TASK DETAILS »
Print every line below exactly as written, but leave the pictures behind.

INFORMATION PROVIDED »
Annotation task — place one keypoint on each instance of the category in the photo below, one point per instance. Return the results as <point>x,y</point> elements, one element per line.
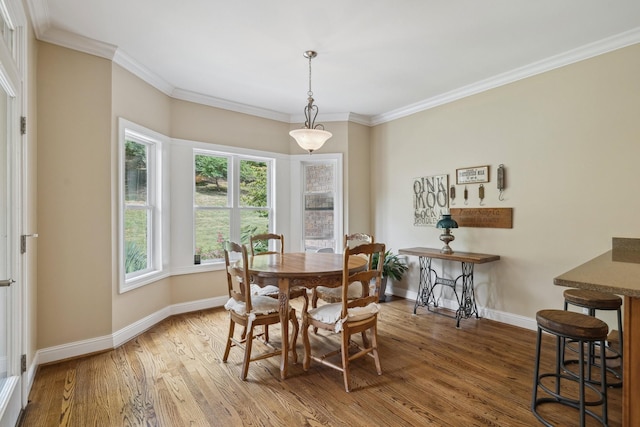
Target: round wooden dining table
<point>306,269</point>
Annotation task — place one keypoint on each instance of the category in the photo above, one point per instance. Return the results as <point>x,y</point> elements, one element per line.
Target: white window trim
<point>297,202</point>
<point>182,182</point>
<point>233,205</point>
<point>159,172</point>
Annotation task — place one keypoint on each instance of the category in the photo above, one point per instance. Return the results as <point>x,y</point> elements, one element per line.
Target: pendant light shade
<point>313,135</point>
<point>310,139</point>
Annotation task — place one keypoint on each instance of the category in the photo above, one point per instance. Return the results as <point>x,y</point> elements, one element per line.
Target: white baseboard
<point>486,313</point>
<point>107,342</point>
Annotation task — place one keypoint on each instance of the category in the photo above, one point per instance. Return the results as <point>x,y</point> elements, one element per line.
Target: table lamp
<point>447,223</point>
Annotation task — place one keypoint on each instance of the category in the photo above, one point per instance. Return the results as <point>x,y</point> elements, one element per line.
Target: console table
<point>429,279</point>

RESULT FOR THIS TASK »
Annotation task — place one keypoint on each instance of the category in the photo below, one point per instance. Return the results as <point>x,y</point> elements, one element per line.
Target: round wooden dining table
<point>306,269</point>
Annotation task — place one keypoint on each instance of the category in the photo above, one point per instance. Return the results as <point>x,y</point> elements, one element per line.
Target: white window trim
<point>297,202</point>
<point>182,182</point>
<point>233,205</point>
<point>159,172</point>
Annotation task — place one keypoint on each instance of the category in the photo above, one point per instance. Return the results as <point>x,y</point> elements, one element per line.
Target: pendant light shade
<point>313,135</point>
<point>310,139</point>
Annotation task — place one keypoint on each instance of the category in the photo above, one point per instance. Return the results as <point>x,y</point> elements, one element per line.
Target: white baseboard
<point>486,313</point>
<point>107,342</point>
Annotation task — place one keypoint on each instance of the category in the photo above, one point per instance. Return the results as <point>x,y</point> elements, one element per line.
Target: table lamp
<point>447,223</point>
Annotation task — place one keypoint on each instance of the category in the photo above, one point per instance. Return the results as <point>x,y</point> elements, one element per line.
Target: console table
<point>429,279</point>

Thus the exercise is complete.